Exercise instructions:
For the entries below, print exactly the lines between the line holding "Detection request: arched window" and the line holding "Detection request: patch of snow", inclusive, and nothing else.

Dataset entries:
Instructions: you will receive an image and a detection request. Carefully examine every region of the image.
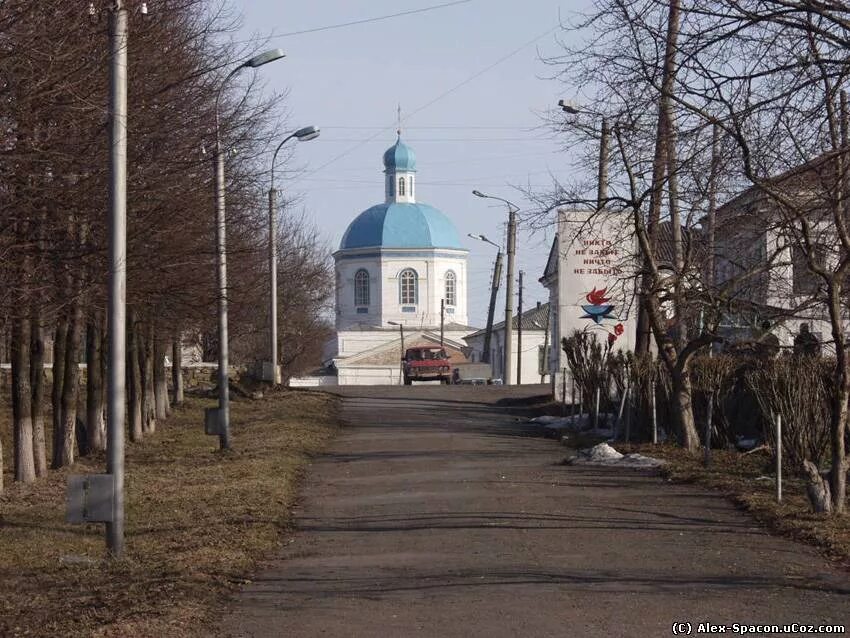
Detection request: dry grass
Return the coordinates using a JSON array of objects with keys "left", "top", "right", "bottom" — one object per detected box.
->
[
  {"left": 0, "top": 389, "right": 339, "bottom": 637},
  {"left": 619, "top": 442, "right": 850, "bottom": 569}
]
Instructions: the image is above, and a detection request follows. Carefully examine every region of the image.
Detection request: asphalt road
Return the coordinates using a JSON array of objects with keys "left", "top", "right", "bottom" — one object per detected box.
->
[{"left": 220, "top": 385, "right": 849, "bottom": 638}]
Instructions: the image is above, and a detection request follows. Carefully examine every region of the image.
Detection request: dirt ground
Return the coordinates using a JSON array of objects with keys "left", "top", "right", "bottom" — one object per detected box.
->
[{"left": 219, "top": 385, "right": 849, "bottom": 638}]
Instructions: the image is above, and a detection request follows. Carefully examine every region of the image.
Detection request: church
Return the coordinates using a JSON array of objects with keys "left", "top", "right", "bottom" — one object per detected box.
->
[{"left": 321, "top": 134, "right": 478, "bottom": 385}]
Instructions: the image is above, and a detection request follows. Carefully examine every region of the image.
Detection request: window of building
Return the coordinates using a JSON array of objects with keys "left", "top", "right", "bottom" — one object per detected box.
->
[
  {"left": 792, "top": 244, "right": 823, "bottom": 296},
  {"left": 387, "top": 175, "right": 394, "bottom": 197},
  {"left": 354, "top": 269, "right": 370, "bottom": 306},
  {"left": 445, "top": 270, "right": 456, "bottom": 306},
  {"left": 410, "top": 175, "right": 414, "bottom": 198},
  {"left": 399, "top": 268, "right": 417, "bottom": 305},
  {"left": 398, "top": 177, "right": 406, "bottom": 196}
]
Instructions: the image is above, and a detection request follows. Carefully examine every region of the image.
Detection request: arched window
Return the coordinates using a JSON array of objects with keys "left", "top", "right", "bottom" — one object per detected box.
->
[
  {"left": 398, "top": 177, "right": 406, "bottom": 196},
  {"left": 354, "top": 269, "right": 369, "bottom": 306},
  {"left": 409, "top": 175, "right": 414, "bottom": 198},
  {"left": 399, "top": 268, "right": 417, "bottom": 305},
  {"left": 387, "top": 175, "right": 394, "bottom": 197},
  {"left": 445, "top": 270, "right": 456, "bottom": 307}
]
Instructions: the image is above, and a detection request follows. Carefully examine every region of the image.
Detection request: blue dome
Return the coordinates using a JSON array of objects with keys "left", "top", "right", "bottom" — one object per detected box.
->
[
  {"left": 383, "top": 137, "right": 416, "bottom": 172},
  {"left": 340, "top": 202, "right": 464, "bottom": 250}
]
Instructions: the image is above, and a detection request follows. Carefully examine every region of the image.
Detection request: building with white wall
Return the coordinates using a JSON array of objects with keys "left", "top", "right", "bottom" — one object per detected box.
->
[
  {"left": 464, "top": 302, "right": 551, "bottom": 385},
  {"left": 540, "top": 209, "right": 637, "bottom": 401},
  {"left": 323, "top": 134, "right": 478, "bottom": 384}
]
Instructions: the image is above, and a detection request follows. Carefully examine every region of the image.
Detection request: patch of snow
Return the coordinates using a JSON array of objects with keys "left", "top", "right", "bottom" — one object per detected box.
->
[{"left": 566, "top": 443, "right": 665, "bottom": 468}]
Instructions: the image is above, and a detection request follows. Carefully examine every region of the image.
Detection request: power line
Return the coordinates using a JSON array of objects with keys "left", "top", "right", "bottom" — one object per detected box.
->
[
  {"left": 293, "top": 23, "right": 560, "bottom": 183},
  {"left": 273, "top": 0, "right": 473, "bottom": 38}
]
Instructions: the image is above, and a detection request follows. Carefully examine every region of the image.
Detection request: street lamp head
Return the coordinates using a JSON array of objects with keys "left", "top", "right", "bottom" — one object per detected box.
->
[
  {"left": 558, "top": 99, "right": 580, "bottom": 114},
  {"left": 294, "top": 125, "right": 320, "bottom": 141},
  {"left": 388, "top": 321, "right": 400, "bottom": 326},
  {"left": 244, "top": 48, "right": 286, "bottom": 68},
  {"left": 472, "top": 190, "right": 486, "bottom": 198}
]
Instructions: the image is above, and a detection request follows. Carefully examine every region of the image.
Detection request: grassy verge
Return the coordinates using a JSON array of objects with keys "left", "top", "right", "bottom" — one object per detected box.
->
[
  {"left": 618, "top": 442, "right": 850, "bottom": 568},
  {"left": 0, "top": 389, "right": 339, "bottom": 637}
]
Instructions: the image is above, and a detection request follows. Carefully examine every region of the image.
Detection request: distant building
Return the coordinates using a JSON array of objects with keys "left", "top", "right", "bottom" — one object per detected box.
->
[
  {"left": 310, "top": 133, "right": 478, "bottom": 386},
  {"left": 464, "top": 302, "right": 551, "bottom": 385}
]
---
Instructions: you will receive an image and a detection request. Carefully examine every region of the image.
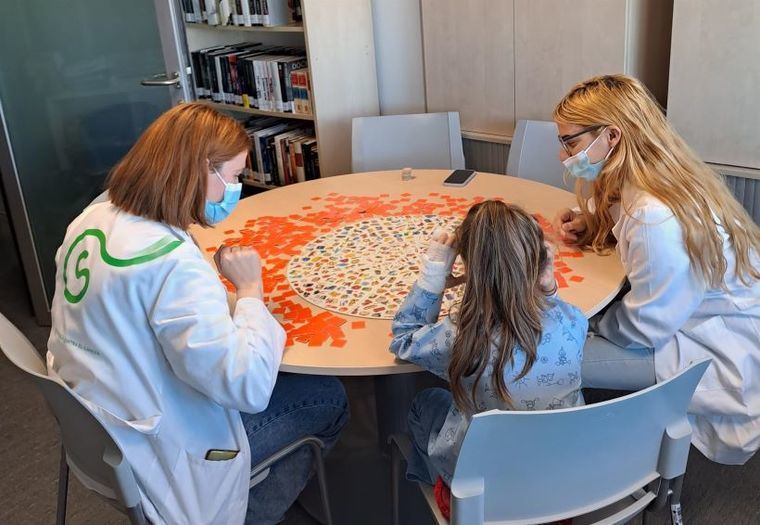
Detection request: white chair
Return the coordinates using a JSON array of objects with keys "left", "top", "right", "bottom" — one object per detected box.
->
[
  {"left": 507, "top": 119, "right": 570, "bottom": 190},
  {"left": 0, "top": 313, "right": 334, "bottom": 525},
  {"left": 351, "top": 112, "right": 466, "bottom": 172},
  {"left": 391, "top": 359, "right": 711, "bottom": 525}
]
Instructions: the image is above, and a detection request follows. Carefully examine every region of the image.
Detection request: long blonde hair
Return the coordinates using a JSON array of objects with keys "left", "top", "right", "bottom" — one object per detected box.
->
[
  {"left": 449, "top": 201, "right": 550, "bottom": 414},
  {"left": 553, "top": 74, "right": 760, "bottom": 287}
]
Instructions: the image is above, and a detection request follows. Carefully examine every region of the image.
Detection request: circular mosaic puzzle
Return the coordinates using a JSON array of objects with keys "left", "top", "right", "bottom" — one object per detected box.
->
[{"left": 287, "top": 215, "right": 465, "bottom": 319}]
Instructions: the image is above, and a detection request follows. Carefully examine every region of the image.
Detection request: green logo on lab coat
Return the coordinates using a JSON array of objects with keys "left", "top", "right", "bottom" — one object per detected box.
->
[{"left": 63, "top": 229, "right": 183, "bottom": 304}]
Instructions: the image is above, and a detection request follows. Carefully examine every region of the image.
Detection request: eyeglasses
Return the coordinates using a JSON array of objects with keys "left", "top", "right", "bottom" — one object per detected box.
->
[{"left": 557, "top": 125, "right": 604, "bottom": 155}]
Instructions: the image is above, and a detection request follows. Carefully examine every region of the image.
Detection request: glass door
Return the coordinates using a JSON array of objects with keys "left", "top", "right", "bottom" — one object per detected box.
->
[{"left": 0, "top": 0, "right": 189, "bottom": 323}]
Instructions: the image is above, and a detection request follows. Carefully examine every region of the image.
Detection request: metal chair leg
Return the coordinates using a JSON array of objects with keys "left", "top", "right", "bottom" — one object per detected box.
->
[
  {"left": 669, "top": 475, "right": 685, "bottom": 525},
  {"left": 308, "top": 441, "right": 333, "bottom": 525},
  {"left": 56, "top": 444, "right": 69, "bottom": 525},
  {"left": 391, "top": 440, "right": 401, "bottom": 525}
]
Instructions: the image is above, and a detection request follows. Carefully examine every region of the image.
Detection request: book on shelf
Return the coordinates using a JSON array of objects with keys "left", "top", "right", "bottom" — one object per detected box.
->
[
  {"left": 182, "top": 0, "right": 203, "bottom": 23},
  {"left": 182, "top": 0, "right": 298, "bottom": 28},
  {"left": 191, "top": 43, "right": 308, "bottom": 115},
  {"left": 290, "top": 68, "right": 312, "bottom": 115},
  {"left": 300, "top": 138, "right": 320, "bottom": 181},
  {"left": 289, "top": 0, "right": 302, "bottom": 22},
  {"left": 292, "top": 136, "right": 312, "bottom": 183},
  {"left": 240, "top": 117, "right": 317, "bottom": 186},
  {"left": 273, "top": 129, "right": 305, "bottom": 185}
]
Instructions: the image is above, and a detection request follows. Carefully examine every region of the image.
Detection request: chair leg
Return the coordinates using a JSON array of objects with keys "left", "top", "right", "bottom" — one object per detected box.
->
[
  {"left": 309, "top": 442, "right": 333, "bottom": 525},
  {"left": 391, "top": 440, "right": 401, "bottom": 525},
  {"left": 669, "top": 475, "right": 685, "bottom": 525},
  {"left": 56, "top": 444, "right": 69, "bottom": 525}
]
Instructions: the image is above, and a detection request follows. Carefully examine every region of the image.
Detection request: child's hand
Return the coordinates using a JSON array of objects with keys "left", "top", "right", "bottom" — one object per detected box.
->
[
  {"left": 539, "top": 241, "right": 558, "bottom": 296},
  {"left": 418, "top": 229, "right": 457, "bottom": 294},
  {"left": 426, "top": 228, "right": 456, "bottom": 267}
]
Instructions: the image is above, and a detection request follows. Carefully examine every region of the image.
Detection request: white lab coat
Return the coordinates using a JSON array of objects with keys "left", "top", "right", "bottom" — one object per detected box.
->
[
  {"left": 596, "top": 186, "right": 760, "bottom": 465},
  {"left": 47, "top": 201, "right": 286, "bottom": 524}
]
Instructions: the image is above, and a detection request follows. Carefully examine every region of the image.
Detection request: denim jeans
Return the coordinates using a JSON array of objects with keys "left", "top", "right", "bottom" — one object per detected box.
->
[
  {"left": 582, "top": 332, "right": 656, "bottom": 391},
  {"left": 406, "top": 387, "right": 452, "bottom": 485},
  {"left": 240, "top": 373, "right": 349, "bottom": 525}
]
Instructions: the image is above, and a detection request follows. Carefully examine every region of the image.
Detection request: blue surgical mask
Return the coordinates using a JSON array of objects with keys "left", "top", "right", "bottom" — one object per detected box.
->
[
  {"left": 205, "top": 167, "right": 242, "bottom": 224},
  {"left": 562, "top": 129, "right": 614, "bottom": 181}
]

Answer for the task:
Detection request: arched window
Return the coordinates using a JSON array of objects with keys "left", "top", "right", "bottom" — one object per detected box.
->
[
  {"left": 398, "top": 177, "right": 406, "bottom": 196},
  {"left": 354, "top": 269, "right": 369, "bottom": 306},
  {"left": 409, "top": 175, "right": 414, "bottom": 198},
  {"left": 399, "top": 268, "right": 417, "bottom": 305},
  {"left": 387, "top": 175, "right": 394, "bottom": 197},
  {"left": 445, "top": 270, "right": 456, "bottom": 307}
]
Instructions: the image is above, and a detection request follows. Carefully examine every region of the image.
Detection request: blue dome
Return the coordinates using a JSON array of objects with keys "left", "top", "right", "bottom" — one object per detected box.
->
[
  {"left": 383, "top": 137, "right": 416, "bottom": 172},
  {"left": 340, "top": 202, "right": 464, "bottom": 250}
]
Instructions: the image is above, and a detection request follows. Carefully examine every region of the image.
Detection request: building with white wall
Return the coordinates using a JSON array of objects with keys "left", "top", "right", "bottom" — one object per detected box.
->
[
  {"left": 464, "top": 302, "right": 551, "bottom": 385},
  {"left": 540, "top": 209, "right": 637, "bottom": 401},
  {"left": 323, "top": 134, "right": 478, "bottom": 384}
]
Instructions: the image is above, and a detection request follows. Carefully examine every region of the image.
Detection request: patch of snow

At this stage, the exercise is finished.